INSTRUCTIONS TO FOLLOW →
Return every entry in the listing word for word.

Segment Start: RECORDS FOR THIS EXERCISE

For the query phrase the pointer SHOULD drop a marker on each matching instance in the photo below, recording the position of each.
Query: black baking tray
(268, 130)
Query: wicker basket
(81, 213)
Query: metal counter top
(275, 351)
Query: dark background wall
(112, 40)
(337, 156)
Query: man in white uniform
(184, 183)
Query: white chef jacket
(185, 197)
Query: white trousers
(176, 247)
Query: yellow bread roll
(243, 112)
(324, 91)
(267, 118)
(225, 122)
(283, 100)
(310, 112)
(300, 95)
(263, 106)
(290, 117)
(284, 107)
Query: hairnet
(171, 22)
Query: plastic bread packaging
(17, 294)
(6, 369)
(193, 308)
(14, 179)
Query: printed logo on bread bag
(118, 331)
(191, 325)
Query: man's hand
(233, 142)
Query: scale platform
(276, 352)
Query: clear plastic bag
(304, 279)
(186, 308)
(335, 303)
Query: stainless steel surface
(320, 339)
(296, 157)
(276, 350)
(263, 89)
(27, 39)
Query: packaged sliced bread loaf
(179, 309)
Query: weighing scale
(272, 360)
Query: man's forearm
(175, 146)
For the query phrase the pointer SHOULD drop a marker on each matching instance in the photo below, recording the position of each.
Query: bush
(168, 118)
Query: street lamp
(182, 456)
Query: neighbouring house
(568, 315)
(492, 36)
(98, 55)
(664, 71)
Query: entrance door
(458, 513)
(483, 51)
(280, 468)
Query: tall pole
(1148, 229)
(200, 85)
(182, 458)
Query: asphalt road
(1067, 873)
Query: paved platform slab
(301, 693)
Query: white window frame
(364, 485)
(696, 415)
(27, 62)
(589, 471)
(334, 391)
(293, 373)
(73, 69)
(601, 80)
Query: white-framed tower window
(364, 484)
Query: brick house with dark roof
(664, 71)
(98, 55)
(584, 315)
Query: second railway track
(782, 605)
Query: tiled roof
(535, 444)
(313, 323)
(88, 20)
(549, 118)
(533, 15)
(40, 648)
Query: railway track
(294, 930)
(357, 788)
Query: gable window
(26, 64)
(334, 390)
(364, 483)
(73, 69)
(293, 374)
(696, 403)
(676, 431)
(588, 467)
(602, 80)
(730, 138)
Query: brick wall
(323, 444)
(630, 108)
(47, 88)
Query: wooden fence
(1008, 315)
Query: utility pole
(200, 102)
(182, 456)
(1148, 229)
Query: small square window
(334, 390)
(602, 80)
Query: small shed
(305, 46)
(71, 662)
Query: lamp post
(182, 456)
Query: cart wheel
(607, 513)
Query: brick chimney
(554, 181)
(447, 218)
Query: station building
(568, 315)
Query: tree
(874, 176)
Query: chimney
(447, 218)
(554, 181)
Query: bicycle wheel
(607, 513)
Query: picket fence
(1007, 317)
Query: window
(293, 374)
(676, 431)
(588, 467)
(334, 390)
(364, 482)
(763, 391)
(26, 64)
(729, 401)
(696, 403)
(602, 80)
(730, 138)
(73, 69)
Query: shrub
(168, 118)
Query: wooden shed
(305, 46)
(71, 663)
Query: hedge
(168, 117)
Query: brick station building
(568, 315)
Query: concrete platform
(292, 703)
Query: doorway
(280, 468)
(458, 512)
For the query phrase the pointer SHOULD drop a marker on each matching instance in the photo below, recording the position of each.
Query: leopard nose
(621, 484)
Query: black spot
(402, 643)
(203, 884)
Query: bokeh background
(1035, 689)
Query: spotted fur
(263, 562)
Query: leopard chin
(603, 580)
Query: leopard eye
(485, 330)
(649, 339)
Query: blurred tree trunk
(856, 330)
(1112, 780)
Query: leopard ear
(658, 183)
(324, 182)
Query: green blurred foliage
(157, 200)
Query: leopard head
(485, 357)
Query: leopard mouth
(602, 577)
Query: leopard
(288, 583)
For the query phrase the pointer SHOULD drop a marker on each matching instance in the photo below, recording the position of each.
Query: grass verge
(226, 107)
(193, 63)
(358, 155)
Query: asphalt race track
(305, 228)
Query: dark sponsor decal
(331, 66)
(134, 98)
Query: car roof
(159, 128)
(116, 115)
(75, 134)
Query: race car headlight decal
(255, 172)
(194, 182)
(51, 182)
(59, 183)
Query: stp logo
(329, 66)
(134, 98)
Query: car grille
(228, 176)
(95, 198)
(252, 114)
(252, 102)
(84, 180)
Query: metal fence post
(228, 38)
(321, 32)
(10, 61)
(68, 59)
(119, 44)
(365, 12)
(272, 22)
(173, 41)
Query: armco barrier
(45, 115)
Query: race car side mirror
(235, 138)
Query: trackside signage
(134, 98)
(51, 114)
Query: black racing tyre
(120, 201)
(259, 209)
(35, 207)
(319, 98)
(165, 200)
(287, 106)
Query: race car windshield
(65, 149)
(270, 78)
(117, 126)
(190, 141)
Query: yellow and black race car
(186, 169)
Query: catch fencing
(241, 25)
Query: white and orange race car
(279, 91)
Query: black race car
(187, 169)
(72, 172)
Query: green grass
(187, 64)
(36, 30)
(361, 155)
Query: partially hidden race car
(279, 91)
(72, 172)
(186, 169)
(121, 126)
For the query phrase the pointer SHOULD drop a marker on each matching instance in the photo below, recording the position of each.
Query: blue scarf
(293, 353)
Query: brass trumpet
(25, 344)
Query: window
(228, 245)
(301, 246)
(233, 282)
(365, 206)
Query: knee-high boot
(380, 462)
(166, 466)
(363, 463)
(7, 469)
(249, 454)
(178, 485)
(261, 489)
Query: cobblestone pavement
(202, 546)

Segment End: RECORDS FOR THIS EXERCISE

FINISHED EXERCISE →
For the query phrase the pointer SHOULD drop a marker on each matching instance in the photo below, recording the position of each.
Query: black baking tray
(268, 130)
Query: wicker basket
(81, 213)
Query: metal counter top
(275, 351)
Query: dark background wall
(112, 40)
(337, 156)
Query: man in white uniform
(184, 183)
Query: white chef jacket
(185, 197)
Query: white trousers
(176, 247)
Query: yellow bread roll
(243, 112)
(324, 91)
(267, 118)
(225, 122)
(283, 100)
(310, 112)
(300, 95)
(263, 106)
(290, 117)
(284, 107)
Query: hairnet
(171, 22)
Query: plastic bread packaging
(17, 294)
(6, 369)
(193, 308)
(14, 179)
Query: printed logo on bread bag
(118, 331)
(191, 325)
Query: man's hand
(233, 142)
Query: scale platform
(276, 352)
Query: clear plastic bag
(304, 279)
(186, 308)
(335, 303)
Query: stainless steel surface
(320, 339)
(296, 157)
(276, 350)
(263, 89)
(27, 39)
Query: packaged sliced bread loaf
(179, 309)
Query: weighing scale
(272, 360)
Query: man's forearm
(175, 146)
For the query phrase the pointer SHOULD drop a marker on each matching instance in the photo below, recording the position of each.
Query: bush
(168, 118)
Query: street lamp
(182, 456)
Query: neighbouring house
(568, 315)
(492, 36)
(98, 55)
(664, 71)
Query: entrance door
(458, 513)
(483, 51)
(280, 468)
Query: tall pole
(1148, 229)
(200, 85)
(182, 458)
Query: asphalt road
(1067, 873)
Query: paved platform slab
(301, 693)
Query: white window frame
(364, 485)
(696, 415)
(27, 62)
(589, 471)
(334, 391)
(293, 373)
(73, 69)
(601, 80)
Query: white-framed tower window
(364, 484)
Query: brick house with dark roof
(664, 71)
(98, 55)
(584, 315)
Query: second railway track
(782, 605)
Query: tiled roof
(535, 444)
(313, 323)
(88, 20)
(549, 118)
(533, 15)
(40, 648)
Query: railway track
(294, 930)
(357, 788)
Query: gable window
(26, 64)
(334, 390)
(364, 483)
(73, 69)
(293, 374)
(696, 403)
(676, 431)
(588, 467)
(602, 80)
(730, 138)
Query: brick wall
(323, 444)
(630, 108)
(47, 88)
Query: wooden fence
(1008, 315)
Query: utility pole
(200, 102)
(182, 456)
(1148, 229)
Query: small square window
(334, 390)
(602, 80)
Query: small shed
(305, 46)
(71, 662)
Query: lamp post
(182, 456)
Query: cart wheel
(607, 513)
Query: brick chimney
(554, 181)
(447, 218)
Query: station building
(568, 315)
Query: tree
(874, 176)
Query: chimney
(447, 218)
(554, 181)
Query: bicycle wheel
(607, 513)
Query: picket fence
(1007, 317)
Query: window
(293, 374)
(676, 431)
(588, 467)
(334, 390)
(364, 482)
(763, 391)
(26, 64)
(729, 401)
(696, 403)
(602, 80)
(730, 138)
(73, 69)
Query: shrub
(168, 118)
Query: wooden shed
(305, 46)
(71, 663)
Query: hedge
(168, 117)
Query: brick station building
(568, 315)
Query: concrete platform
(292, 703)
Query: doorway
(280, 468)
(458, 512)
For the query phrase the pointer SHOULD drop a marker on each matching instance in the photo below, recording the position of each.
Query: leopard nose
(621, 484)
Query: black spot
(402, 643)
(203, 884)
Query: bokeh background
(1035, 689)
Query: spotted fur
(263, 562)
Query: leopard chin
(603, 580)
Query: leopard eye
(485, 330)
(649, 339)
Query: blurred tree trunk
(856, 330)
(1112, 780)
Query: leopard ear
(658, 183)
(324, 182)
Query: green blurred foliage
(157, 200)
Query: leopard head
(485, 357)
Query: leopard mouth
(602, 577)
Query: leopard
(288, 583)
For the query phrase the pointer SHOULD drop a marker on each matching instance in the photo below, recording the position of each.
Query: grass verge
(226, 107)
(193, 63)
(358, 155)
Query: asphalt race track
(305, 228)
Query: dark sponsor decal
(331, 66)
(134, 98)
Query: car roof
(159, 128)
(116, 115)
(75, 134)
Query: race car headlight decal
(255, 172)
(194, 182)
(51, 182)
(59, 183)
Query: stp logo
(329, 66)
(134, 98)
Query: car grille
(228, 176)
(95, 198)
(252, 114)
(252, 102)
(84, 180)
Query: metal fence post
(228, 38)
(321, 32)
(10, 61)
(68, 59)
(119, 44)
(365, 12)
(272, 22)
(173, 41)
Query: armco barrier
(45, 115)
Query: race car side mirror
(235, 138)
Query: trackside signage
(134, 98)
(51, 114)
Query: black racing tyre
(120, 201)
(259, 209)
(35, 207)
(319, 98)
(165, 200)
(287, 106)
Query: race car windshield
(65, 149)
(270, 78)
(117, 126)
(190, 141)
Query: yellow and black race car
(186, 169)
Query: catch fencing
(241, 25)
Query: white and orange race car
(279, 91)
Query: black race car
(187, 169)
(72, 172)
Query: green grass
(187, 64)
(36, 30)
(361, 155)
Query: partially hidden race car
(279, 91)
(72, 172)
(186, 169)
(121, 126)
For the query phrase the pointer SHOULD drop a marker on each matching instance in the photo below, recording the position of each.
Query: blue scarf
(293, 353)
Query: brass trumpet
(25, 344)
Query: window
(228, 245)
(301, 246)
(233, 282)
(365, 206)
Query: knee-high boot
(380, 462)
(166, 466)
(363, 463)
(7, 469)
(249, 454)
(178, 485)
(261, 489)
Query: cobblestone pavement
(202, 546)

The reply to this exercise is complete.